In terms of usage, it should be simple enough to work out while playing with it:

  • ADDVETO adds commands to the veto list
  • LISTVETOES lists the commands on the veto list
  • REMVETO removes commands from the veto list

These commands are really only intended for you to try out different commands on the veto list, to see what happens. If you need to control use of command(s) from your application, you should not allow your users to manipulate the list of blocked commands themselves.

——————

Retype the passage on the veto list commands from "In terms of" up to and including "blocked commands themselves.".

Data listing:
——————

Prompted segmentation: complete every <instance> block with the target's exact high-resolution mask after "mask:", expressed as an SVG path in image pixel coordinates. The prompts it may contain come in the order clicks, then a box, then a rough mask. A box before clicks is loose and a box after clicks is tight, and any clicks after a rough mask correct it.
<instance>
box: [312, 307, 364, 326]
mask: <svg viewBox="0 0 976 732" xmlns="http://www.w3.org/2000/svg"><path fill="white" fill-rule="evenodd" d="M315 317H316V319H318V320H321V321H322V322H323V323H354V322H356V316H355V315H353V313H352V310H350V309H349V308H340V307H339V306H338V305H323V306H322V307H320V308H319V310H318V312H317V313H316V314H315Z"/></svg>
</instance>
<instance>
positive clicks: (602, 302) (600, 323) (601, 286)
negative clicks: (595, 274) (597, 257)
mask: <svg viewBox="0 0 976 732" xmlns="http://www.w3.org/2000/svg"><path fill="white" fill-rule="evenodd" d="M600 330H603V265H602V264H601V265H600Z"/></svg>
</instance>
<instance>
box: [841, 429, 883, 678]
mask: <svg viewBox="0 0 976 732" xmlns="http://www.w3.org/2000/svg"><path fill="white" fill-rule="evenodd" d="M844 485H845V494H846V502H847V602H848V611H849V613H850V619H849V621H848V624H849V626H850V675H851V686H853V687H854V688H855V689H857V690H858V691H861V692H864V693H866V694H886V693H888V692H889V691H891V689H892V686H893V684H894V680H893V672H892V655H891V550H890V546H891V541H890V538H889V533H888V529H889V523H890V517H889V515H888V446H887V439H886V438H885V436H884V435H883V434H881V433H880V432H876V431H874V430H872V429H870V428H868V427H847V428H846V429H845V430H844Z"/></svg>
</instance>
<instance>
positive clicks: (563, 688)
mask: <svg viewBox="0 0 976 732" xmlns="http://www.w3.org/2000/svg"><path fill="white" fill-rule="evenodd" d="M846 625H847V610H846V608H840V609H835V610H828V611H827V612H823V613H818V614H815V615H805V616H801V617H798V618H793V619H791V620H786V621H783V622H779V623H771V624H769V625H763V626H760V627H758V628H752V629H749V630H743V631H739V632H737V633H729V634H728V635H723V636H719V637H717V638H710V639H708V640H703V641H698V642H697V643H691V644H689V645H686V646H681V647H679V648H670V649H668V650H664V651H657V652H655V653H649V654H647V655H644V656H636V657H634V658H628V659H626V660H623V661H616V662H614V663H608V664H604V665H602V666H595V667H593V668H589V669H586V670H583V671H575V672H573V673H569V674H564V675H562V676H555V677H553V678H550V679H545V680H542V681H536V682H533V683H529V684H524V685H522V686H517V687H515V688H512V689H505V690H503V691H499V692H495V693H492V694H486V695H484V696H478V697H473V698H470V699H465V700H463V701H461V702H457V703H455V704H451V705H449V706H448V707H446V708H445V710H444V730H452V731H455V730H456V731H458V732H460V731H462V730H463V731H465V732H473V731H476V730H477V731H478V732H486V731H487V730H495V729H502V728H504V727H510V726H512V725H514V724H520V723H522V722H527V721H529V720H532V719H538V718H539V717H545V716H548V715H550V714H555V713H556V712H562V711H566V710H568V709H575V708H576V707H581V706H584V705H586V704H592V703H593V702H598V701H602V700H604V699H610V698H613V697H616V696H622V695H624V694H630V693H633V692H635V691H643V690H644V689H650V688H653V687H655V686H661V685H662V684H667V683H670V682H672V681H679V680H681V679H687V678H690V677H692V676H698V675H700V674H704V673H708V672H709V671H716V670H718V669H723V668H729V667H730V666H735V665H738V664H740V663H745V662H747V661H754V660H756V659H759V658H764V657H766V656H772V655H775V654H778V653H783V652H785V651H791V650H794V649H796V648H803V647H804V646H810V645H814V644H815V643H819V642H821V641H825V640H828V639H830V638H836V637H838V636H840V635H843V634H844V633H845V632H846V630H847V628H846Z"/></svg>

——————

Answer section:
In terms of usage, it should be simple enough to work out while playing with it:

  • ADDVETO adds commands to the veto list
  • LISTVETOES lists the commands on the veto list
  • REMVETO removes commands from the veto list

These commands are really only intended for you to try out different commands on the veto list, to see what happens. If you need to control use of command(s) from your application, you should not allow your users to manipulate the list of blocked commands themselves.